#### [Challenge]
Update the entries from the line with "Wildlife camera-trap request: tag the tripod" up to and including the line with "point(666, 80)" by changing every "photo" to "image", and leave everything else as it is.

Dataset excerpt
____________
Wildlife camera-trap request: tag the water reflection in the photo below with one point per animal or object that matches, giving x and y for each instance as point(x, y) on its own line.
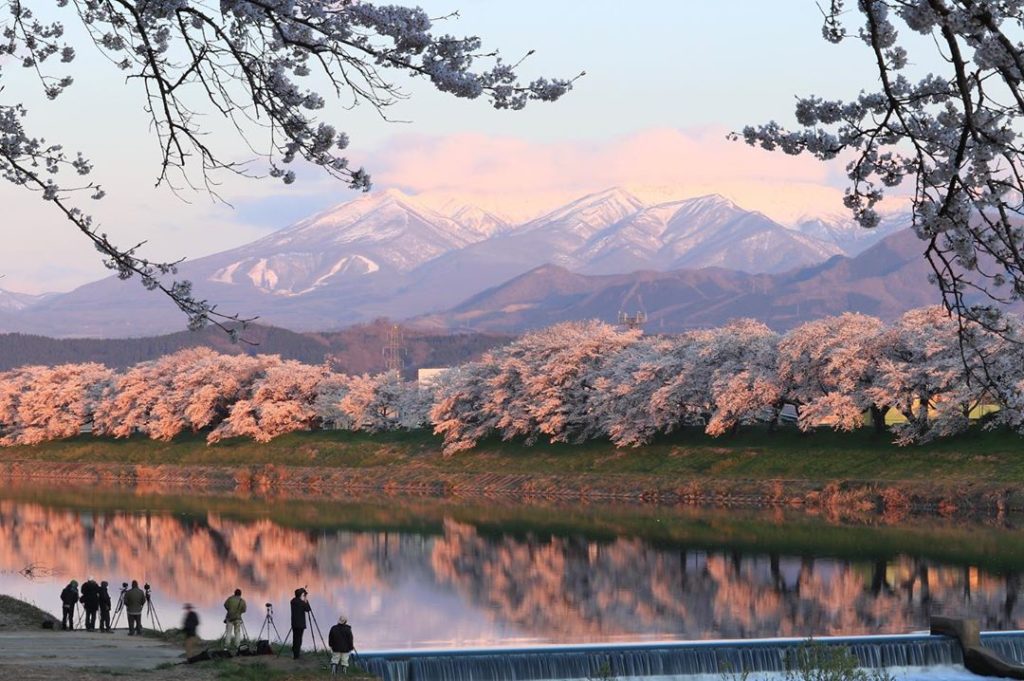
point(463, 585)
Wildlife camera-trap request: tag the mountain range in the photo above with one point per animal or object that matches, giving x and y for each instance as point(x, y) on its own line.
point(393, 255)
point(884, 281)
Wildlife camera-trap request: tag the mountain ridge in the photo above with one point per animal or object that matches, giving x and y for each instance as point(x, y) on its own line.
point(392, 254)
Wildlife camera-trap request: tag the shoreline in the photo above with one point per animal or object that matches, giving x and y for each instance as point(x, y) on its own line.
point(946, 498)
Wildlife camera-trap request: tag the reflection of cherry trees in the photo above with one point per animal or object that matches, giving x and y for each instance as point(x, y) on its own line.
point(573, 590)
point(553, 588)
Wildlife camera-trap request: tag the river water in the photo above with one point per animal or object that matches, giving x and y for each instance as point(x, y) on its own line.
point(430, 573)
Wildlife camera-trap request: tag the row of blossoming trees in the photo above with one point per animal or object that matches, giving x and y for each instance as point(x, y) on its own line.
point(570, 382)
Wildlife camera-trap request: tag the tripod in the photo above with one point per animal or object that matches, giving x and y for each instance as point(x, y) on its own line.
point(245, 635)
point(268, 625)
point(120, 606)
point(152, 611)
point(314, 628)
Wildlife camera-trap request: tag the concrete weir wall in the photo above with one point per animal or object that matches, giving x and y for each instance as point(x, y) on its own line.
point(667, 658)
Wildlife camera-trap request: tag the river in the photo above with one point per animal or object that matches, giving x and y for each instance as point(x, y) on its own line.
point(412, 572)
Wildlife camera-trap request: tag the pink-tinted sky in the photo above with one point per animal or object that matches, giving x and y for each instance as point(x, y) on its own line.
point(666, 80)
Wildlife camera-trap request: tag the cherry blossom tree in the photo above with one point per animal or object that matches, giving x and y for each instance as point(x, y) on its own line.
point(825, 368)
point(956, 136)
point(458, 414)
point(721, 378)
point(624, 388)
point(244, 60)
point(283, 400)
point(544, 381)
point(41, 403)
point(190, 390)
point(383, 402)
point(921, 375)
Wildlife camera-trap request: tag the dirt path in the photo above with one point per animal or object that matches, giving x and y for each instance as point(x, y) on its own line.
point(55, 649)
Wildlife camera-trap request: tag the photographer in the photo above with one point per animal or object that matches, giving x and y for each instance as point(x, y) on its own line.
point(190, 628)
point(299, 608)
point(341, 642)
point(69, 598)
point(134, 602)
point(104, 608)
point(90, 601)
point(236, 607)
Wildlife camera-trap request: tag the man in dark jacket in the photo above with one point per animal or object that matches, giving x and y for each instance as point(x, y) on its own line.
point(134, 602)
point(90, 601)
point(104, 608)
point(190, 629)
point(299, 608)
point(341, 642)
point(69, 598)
____________
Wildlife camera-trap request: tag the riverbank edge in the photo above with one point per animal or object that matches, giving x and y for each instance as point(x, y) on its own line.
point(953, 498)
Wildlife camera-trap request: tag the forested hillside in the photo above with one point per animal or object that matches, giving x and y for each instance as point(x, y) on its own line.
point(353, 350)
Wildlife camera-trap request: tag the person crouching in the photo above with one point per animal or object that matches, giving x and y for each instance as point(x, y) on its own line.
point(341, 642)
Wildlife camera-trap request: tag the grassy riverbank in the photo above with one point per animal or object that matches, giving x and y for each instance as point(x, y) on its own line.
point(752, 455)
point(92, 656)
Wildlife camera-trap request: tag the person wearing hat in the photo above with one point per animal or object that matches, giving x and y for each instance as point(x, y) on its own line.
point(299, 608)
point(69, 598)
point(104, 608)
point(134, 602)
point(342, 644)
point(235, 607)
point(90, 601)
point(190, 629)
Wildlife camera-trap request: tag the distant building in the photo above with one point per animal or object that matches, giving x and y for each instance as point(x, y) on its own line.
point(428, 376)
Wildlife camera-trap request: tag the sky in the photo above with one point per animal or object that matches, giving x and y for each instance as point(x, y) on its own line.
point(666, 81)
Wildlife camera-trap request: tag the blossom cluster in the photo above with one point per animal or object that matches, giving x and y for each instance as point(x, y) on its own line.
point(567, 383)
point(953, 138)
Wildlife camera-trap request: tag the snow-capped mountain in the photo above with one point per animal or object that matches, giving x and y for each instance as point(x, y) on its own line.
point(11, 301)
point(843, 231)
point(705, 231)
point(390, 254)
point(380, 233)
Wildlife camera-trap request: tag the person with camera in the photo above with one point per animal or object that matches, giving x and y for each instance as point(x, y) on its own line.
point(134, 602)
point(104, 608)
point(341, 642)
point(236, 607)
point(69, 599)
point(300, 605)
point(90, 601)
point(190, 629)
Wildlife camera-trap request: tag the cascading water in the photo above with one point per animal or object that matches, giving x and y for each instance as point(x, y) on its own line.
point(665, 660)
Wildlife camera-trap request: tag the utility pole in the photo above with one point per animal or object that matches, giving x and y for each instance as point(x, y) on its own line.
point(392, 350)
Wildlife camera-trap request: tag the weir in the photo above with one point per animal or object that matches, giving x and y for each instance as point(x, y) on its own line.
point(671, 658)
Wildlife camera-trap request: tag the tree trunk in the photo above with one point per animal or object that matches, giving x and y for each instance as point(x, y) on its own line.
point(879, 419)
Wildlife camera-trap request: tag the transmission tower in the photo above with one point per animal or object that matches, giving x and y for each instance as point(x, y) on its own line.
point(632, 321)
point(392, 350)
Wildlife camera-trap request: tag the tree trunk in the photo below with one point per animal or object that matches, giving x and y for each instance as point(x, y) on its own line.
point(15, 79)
____________
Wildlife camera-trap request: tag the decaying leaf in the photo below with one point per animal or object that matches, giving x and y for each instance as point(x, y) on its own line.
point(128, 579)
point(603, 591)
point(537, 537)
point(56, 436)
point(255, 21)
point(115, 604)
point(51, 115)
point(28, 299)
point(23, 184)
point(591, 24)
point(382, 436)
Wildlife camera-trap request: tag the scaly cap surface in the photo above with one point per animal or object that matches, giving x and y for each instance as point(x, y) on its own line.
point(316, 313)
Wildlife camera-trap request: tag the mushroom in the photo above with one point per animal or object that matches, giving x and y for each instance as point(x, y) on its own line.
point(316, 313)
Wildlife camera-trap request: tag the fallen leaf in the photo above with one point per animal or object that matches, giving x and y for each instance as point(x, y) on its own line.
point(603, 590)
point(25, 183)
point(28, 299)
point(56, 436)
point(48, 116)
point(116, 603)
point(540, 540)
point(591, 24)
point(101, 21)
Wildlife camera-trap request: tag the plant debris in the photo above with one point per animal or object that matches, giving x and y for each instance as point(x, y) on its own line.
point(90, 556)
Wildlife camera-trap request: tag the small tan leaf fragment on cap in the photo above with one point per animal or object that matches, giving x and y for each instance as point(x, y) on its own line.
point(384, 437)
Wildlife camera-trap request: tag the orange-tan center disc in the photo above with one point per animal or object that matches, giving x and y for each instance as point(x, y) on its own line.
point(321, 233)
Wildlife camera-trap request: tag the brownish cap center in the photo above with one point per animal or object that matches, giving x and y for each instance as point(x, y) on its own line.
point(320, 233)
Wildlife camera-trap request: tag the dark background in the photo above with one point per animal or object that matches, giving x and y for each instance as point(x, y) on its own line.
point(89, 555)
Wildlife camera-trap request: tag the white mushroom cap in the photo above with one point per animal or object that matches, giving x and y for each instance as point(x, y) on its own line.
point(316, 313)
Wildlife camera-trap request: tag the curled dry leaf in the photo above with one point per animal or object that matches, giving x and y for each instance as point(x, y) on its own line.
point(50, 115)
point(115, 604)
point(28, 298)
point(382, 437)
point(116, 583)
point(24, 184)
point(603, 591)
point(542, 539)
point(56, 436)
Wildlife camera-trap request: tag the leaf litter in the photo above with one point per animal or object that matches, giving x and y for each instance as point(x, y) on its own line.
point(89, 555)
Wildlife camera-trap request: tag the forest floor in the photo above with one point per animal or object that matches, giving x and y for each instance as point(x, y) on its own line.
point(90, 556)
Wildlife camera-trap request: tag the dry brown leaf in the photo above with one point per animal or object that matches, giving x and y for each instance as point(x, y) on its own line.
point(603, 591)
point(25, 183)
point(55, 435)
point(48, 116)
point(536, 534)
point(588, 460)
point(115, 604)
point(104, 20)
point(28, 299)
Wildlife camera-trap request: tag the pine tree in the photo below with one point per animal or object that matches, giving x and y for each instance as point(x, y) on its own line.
____________
#### [Problem solution]
Wildlife camera-trap request: tag the tripod in the image above with one point per animal or object that matches, giving x and y for each instance as point(x, y) on its own line.
point(245, 635)
point(268, 625)
point(120, 606)
point(152, 611)
point(314, 628)
Wildlife camera-trap request: tag the concrete weir wall in the image above with one point per animal or object that matches, giving x and y for each instance as point(x, y) on its own line.
point(667, 658)
Wildlife camera-trap request: tag the river in the image above with one point per animal or object that matches, giving x and y for each instance as point(x, y) on its own line.
point(412, 572)
Wildlife camera-trap request: tag the pink-tinted sky in the image above with one point per animal or object that matches, giving x and y for each instance as point(x, y) on its own line.
point(666, 80)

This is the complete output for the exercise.